=== Begin Enclosure ===

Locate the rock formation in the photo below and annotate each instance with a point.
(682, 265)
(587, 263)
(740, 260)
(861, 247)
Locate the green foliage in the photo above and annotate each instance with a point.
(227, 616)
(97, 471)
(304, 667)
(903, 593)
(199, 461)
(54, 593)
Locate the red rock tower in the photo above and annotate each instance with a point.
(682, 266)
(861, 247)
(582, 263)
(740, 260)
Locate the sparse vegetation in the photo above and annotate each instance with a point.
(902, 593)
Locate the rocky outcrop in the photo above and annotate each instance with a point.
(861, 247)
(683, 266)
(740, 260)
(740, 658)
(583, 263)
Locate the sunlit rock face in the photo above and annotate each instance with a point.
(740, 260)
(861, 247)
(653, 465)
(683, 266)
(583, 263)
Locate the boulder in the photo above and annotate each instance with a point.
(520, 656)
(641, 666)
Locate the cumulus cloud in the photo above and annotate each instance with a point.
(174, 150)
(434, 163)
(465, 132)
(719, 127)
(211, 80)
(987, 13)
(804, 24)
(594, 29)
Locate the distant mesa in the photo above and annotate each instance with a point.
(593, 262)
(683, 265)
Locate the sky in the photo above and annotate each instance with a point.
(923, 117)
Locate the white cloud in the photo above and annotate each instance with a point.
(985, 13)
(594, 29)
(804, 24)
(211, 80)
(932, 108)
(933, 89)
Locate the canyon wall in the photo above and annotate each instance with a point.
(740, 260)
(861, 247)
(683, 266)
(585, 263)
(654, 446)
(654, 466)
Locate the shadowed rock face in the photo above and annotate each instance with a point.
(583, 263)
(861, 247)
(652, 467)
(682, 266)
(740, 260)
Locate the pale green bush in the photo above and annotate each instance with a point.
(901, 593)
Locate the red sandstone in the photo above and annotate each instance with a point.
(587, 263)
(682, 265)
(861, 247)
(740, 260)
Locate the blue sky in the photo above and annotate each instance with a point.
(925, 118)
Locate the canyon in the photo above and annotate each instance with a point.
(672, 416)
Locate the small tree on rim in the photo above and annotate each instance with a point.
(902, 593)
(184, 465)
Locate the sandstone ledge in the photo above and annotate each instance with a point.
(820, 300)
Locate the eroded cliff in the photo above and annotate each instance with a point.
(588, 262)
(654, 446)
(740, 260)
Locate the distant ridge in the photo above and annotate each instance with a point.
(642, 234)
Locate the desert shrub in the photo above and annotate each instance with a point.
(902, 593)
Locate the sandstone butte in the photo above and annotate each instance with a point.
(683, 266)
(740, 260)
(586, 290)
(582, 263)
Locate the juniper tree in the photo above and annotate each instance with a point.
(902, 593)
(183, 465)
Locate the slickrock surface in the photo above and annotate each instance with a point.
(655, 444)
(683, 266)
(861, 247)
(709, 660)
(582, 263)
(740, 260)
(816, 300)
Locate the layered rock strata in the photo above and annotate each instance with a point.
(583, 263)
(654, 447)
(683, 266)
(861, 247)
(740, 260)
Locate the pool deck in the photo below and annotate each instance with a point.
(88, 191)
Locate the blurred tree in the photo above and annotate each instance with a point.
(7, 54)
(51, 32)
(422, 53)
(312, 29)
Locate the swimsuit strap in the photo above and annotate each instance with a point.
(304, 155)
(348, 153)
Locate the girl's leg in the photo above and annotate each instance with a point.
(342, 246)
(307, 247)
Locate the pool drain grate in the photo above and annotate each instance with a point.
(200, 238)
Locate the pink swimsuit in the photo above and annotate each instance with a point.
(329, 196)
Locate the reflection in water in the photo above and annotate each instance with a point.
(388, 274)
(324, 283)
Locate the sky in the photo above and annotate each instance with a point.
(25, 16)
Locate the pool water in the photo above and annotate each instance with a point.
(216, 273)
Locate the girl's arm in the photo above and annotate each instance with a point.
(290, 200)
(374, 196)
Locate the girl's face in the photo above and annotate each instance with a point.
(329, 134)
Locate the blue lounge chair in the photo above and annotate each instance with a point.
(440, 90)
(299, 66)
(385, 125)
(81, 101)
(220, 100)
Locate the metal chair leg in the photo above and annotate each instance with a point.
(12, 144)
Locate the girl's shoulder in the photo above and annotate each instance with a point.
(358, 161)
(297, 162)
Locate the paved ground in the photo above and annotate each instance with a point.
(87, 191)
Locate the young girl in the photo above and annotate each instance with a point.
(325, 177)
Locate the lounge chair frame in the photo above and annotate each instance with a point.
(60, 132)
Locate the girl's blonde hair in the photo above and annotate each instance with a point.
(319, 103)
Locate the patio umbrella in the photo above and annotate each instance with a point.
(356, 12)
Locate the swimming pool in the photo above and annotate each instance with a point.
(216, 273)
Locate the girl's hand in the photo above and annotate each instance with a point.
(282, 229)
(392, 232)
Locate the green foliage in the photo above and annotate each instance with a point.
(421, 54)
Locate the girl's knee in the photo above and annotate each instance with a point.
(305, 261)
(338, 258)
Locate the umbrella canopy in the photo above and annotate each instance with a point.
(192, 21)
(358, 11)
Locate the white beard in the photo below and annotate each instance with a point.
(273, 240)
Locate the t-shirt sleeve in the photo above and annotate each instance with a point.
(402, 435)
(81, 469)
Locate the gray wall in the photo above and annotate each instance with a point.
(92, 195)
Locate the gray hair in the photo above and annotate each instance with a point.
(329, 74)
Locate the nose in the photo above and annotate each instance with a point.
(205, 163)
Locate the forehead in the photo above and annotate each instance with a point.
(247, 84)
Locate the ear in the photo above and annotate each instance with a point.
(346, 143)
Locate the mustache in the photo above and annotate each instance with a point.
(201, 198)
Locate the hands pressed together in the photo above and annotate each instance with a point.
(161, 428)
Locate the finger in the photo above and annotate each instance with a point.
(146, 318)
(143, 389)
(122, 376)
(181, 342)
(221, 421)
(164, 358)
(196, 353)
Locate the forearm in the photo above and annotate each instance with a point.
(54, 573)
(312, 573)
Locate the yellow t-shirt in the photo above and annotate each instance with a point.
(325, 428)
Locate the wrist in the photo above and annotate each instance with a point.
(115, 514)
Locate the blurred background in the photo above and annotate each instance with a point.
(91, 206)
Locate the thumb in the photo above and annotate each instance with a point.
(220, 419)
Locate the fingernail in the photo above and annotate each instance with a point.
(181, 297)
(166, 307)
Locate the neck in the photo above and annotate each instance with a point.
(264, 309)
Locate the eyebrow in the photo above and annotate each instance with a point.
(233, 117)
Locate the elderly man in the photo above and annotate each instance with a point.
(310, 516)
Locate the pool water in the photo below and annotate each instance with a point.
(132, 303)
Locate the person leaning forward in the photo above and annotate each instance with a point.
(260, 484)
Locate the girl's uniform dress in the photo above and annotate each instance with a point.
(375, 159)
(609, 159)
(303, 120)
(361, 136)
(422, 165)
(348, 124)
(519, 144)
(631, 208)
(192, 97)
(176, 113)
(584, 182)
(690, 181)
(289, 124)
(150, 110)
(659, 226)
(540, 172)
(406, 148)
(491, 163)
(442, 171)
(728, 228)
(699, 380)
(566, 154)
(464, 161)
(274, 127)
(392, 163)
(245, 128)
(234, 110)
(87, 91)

=== End Enclosure ===

* [THE PROBLEM]:
Set the data down again in full. Keep it exact.

* [REPLY TO THE TASK]:
Locate the rock formation in the photo below and annotate each instance with a point.
(682, 265)
(587, 263)
(740, 260)
(861, 247)
Locate the green foliage in the photo above and annotate each instance with a point.
(227, 616)
(97, 471)
(304, 667)
(903, 593)
(199, 461)
(54, 593)
Locate the red rock tower in the photo above and annotate each instance with a point.
(682, 266)
(861, 247)
(582, 263)
(740, 260)
Locate the sparse vegetation in the photo above and annotate each instance with a point.
(902, 593)
Locate the rocky outcrop in the photo above and annotate each instance with a point.
(861, 247)
(683, 266)
(740, 260)
(740, 658)
(583, 263)
Locate the sunlit rock face in the photo above and annotate each instance with a point.
(740, 260)
(861, 247)
(653, 465)
(683, 266)
(583, 263)
Locate the boulder in the photo above and annotate each instance with a point.
(520, 656)
(641, 666)
Locate the cumulus cloud in the photo above and annotate each instance with a point.
(174, 150)
(434, 163)
(465, 132)
(719, 127)
(211, 80)
(987, 13)
(804, 24)
(594, 29)
Locate the distant mesa in the photo above and annotate each instance with a point.
(593, 262)
(683, 265)
Locate the sky in the photo above and annotate each instance with a point.
(923, 117)
Locate the white cloud in the photo above and annotate each instance with a point.
(985, 13)
(594, 29)
(804, 24)
(211, 80)
(932, 108)
(933, 89)
Locate the canyon wall in the photo above and annotate each instance with a point.
(740, 260)
(861, 247)
(683, 266)
(585, 263)
(654, 446)
(654, 466)
Locate the shadowed rock face in the photo above and annotate each instance with a point.
(583, 263)
(861, 247)
(652, 467)
(682, 266)
(740, 260)
Locate the pale green bush in the photo above and annotate each instance with a point.
(901, 593)
Locate the red sandstone in the photo above and annotate each instance with a point.
(587, 263)
(682, 265)
(861, 247)
(740, 260)
Locate the blue sky in the photo above and annotate each instance with a point.
(925, 118)
Locate the canyon in the photo above and annotate each instance with a point.
(672, 416)
Locate the small tree on rim in the photo above and annotate each instance with a point.
(902, 593)
(184, 465)
Locate the sandstone ledge in the photo above and annotate each instance with a point.
(820, 300)
Locate the eroded cliff in the photo above and annotate each instance with a point.
(588, 262)
(654, 446)
(740, 260)
Locate the distant ridge in the photo above and annotate each instance with a point.
(642, 234)
Locate the desert shrub in the photo above and annotate each instance with a point.
(902, 593)
Locate the sandstone butte in the photo above and annotate each instance with a point.
(683, 266)
(740, 260)
(586, 290)
(582, 263)
Locate the juniper tree in the photo above and annotate each instance with a point.
(902, 593)
(183, 465)
Locate the slickrock surface in the photo above and annotate each instance with a point.
(655, 444)
(683, 266)
(861, 247)
(709, 660)
(582, 263)
(740, 260)
(816, 300)
Locate the layered rock strata in the photo above and annotate each instance with a point.
(583, 263)
(654, 447)
(683, 266)
(861, 247)
(740, 260)
Locate the pool deck in the photo below and annotate each instance with a point.
(88, 191)
Locate the blurred tree in the photo above and annotate each instance with a point.
(7, 54)
(51, 32)
(422, 53)
(312, 29)
Locate the swimsuit strap in the photo above and annotate each instance with a point.
(304, 155)
(348, 153)
Locate the girl's leg in the photo above and annotate each instance with a point.
(342, 246)
(307, 247)
Locate the pool drain grate in the photo above and annotate each instance with a point.
(200, 238)
Locate the pink swimsuit in the photo above and annotate each instance with a point.
(329, 196)
Locate the reflection in water in the photo above and annotate each instance with a point.
(388, 274)
(324, 283)
Locate the sky in the photo above and annotate each instance with a point.
(25, 16)
Locate the pool water in the photo above and annotate each instance with a point.
(216, 273)
Locate the girl's arm in the photo above and annotate each instance with a point.
(290, 200)
(374, 196)
Locate the girl's face in the photo above and annotate each instance with a point.
(329, 134)
Locate the blue lounge chair in the photo above and annotate each instance with a point.
(440, 90)
(299, 66)
(385, 125)
(81, 101)
(220, 100)
Locate the metal chair leg in the photo above and annotate each instance with a point.
(12, 144)
Locate the girl's shoulder in the photo above and annotate each instance with a point.
(358, 161)
(297, 162)
Locate the paved ground in the photo above and annotate each instance with a point.
(87, 191)
Locate the young girl in the photo above and annotate each instance with a point.
(325, 177)
Locate the lounge chair frame in the photo above and annotate each instance with a point.
(60, 132)
Locate the girl's blonde hair in the photo above and annotate each instance with a point.
(319, 103)
Locate the patio umbrella in the photo above and annotate each instance with a point.
(356, 12)
Locate the swimming pool in the photo above and annotate each instance with a point.
(216, 273)
Locate the girl's hand in the photo above and annotate each instance with a point.
(282, 229)
(392, 232)
Locate the green foliage in the photo above and annotate each instance with a point.
(421, 54)
Locate the girl's knee in the photo above and annotate each instance with a point.
(305, 261)
(338, 258)
Locate the umbrella canopy in the photo above and annotate each instance with a point.
(192, 21)
(358, 11)
Locate the white beard in the photo below and annotate each instance with a point.
(273, 240)
Locate the t-shirt sleeve in the photo above and annotate each instance with a point.
(402, 435)
(81, 469)
Locate the gray wall in the photo above and annotate each instance with a point.
(92, 195)
Locate the gray hair in the photo above and annotate each instance with a point.
(329, 74)
Locate the nose in the photo above and annotate each instance with a point.
(205, 163)
Locate the forehead in the photo above and annotate each instance with a point.
(247, 84)
Locate the ear in the photo above and annotate each instance with a point.
(346, 143)
Locate the mustache in the photo above and annotate each instance with a point.
(201, 198)
Locate the hands pressed together in the photo above and annotate each instance with a point.
(161, 428)
Locate the finger in the photo above and annotate each instance with a point.
(146, 318)
(143, 389)
(122, 376)
(181, 342)
(221, 421)
(164, 358)
(196, 353)
Locate the forearm in the photo above and annotate each instance with a point.
(54, 573)
(312, 573)
Locate the yellow t-shirt in the photo above and annotate each instance with a point.
(325, 428)
Locate the wrist in the photo above and annotate each instance with a point.
(115, 514)
Locate the blurred background in the photo above and annotate each instance with a point.
(91, 206)
Locate the thumb in the photo above and annotate each instance with a point.
(220, 419)
Locate the fingernail in the photo above and annotate each instance with a point.
(181, 297)
(166, 307)
Locate the neck in the photo above and annotate each instance with a point.
(264, 309)
Locate the eyebrow in the photo above and annotate each instance with a point.
(233, 117)
Locate the elderly man in the photo above and annotate each instance with a point.
(310, 516)
Locate the pool water in the photo below and annotate each instance with a point.
(132, 303)
Locate the person leaning forward in the photo above and annotate each instance with a point.
(260, 484)
Locate the girl's uniform dress in the photo above and annotate each instance with a point.
(375, 159)
(609, 159)
(303, 120)
(361, 136)
(422, 165)
(348, 124)
(519, 144)
(631, 208)
(192, 97)
(176, 113)
(584, 182)
(690, 181)
(289, 124)
(150, 110)
(659, 226)
(540, 172)
(406, 148)
(491, 163)
(442, 171)
(728, 228)
(699, 380)
(566, 154)
(464, 161)
(274, 127)
(392, 163)
(245, 128)
(234, 110)
(87, 91)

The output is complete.